**Your goal:** Extract the lines from the start of the records through the line containing "point(815, 381)", both included, reproducing them word for word. Leave the pictures out of your answer.

[Records from a collection]
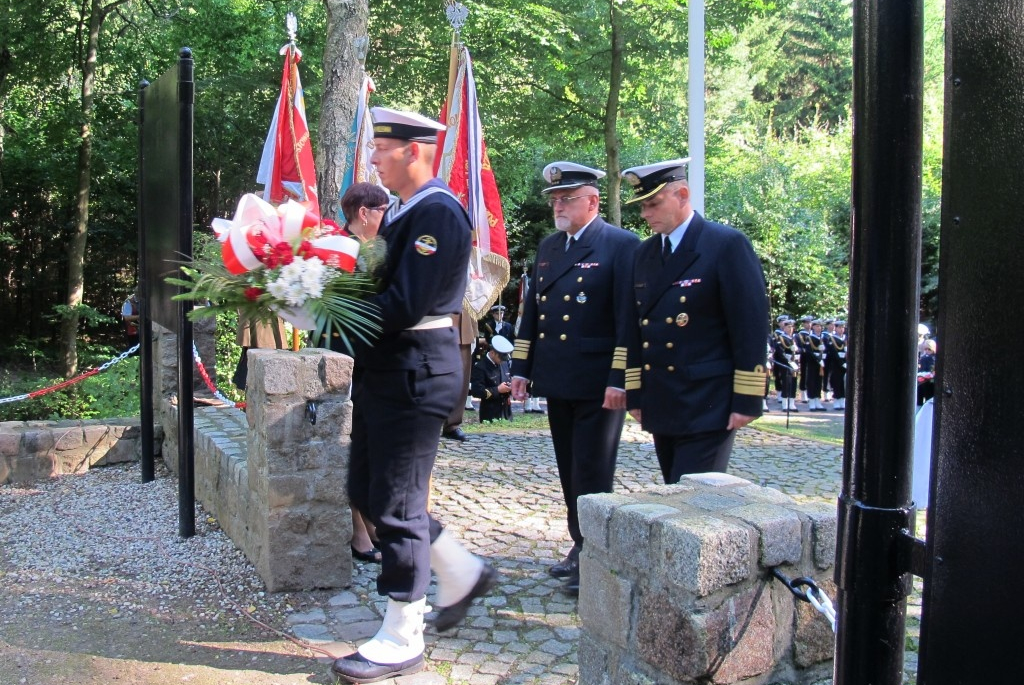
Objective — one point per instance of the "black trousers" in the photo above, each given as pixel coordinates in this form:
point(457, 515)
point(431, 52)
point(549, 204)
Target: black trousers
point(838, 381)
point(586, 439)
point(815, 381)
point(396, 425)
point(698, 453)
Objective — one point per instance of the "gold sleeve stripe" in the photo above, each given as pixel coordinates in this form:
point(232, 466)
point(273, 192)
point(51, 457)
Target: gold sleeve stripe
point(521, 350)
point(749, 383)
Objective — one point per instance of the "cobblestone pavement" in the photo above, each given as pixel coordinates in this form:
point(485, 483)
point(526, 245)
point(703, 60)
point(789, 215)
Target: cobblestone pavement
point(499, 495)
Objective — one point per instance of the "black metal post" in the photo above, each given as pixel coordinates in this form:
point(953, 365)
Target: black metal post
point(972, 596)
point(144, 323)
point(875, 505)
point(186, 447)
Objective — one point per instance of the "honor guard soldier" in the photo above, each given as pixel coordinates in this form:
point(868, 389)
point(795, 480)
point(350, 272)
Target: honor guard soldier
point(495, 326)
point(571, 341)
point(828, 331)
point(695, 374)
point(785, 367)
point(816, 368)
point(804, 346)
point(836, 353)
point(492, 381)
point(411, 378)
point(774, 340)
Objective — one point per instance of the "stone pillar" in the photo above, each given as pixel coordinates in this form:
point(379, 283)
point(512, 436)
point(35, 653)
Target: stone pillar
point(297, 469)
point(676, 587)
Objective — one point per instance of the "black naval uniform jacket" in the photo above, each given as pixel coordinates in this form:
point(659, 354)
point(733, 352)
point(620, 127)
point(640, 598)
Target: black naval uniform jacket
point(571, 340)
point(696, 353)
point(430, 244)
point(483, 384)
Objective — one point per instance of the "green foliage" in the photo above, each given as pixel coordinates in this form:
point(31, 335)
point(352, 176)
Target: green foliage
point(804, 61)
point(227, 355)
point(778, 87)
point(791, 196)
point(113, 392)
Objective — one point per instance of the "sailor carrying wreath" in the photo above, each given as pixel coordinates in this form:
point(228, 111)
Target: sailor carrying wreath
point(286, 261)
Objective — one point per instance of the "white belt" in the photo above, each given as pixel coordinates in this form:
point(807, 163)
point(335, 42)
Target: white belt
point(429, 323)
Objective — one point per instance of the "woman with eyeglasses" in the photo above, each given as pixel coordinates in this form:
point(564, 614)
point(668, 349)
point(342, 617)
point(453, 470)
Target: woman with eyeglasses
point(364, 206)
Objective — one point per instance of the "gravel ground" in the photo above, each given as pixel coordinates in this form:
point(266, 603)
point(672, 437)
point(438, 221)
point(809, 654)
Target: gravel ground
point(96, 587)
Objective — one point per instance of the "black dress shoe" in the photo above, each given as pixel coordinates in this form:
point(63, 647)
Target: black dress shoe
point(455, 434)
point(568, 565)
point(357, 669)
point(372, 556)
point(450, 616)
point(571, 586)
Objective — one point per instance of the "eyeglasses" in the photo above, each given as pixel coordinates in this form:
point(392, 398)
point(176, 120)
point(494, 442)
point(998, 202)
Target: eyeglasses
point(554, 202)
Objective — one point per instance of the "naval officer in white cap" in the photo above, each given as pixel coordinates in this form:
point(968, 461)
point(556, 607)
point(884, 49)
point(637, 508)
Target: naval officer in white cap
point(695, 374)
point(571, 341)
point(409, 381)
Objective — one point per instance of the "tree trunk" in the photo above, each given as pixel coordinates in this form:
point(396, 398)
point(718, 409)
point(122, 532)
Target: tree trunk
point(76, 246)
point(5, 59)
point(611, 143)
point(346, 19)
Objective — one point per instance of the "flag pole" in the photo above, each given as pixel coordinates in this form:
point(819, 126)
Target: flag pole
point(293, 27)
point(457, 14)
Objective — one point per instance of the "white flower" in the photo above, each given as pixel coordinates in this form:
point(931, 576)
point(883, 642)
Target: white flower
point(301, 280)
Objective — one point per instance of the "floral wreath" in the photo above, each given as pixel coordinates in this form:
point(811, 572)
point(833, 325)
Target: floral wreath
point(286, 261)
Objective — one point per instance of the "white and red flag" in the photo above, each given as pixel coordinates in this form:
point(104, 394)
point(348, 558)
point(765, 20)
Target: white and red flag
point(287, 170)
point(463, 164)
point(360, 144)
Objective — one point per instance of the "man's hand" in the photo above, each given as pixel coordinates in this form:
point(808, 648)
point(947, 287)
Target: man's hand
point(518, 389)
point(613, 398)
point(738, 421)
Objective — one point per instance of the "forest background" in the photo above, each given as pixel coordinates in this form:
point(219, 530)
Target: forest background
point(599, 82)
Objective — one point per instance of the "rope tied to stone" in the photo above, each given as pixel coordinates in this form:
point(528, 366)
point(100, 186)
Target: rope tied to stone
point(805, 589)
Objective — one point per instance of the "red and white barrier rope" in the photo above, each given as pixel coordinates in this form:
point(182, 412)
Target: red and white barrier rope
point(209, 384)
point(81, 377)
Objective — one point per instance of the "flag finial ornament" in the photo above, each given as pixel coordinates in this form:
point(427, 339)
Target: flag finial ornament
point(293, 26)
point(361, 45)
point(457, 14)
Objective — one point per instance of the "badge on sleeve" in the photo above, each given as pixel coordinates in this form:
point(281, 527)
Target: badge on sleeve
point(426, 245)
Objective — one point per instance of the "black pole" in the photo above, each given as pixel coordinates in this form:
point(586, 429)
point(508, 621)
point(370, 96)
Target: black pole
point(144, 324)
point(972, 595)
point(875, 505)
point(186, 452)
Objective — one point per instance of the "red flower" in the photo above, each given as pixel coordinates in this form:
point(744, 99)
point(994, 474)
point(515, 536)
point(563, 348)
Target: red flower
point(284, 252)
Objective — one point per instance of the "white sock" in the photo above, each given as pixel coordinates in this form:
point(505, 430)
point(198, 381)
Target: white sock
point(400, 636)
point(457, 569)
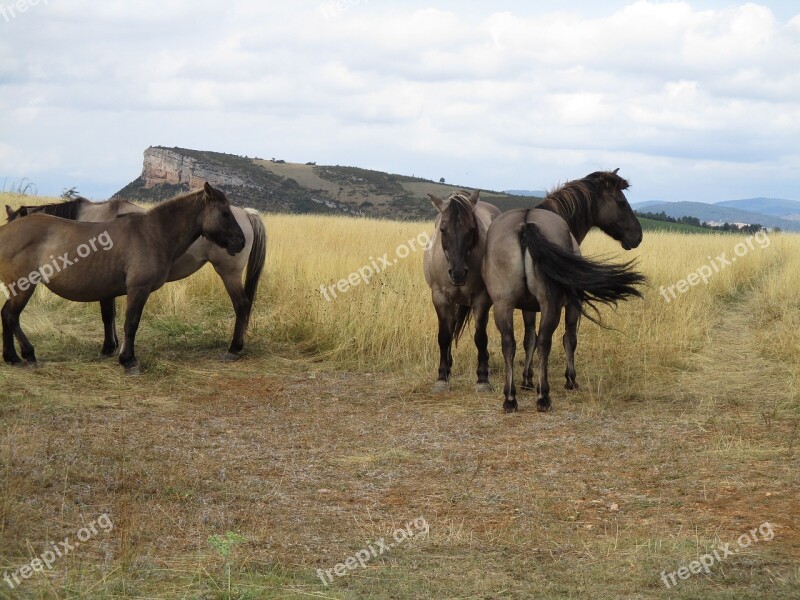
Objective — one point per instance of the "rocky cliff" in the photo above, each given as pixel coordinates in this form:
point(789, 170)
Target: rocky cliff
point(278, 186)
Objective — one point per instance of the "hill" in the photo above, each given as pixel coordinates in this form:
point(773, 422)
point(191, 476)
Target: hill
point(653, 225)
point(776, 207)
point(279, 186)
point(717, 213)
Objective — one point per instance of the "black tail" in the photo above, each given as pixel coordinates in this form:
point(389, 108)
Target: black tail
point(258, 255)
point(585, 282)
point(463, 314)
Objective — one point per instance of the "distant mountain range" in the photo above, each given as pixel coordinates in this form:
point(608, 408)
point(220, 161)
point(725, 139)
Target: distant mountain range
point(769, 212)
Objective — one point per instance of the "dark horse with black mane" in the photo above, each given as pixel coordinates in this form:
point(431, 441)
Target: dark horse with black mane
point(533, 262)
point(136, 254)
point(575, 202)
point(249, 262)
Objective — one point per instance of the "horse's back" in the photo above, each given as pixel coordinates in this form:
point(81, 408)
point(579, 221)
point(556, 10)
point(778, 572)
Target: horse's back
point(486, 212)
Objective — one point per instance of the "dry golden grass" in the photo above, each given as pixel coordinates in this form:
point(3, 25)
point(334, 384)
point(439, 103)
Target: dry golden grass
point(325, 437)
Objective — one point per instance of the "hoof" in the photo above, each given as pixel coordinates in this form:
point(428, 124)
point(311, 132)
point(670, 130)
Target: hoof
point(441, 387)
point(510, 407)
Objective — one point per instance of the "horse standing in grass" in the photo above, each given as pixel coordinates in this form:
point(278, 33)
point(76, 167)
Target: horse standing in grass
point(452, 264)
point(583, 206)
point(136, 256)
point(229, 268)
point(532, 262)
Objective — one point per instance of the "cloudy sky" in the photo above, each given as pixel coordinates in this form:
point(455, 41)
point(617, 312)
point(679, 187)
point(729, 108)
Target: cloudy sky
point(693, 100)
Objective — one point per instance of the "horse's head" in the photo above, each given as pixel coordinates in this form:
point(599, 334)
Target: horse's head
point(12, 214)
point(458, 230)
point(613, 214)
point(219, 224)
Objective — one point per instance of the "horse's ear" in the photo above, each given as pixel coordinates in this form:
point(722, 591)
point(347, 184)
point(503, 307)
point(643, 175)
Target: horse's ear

**Finished answer:**
Objective — one point per instance of the "black trousers" in the photo above, each given as pixel coordinates in this form:
point(457, 515)
point(431, 52)
point(549, 204)
Target: black trousers
point(838, 381)
point(586, 439)
point(815, 381)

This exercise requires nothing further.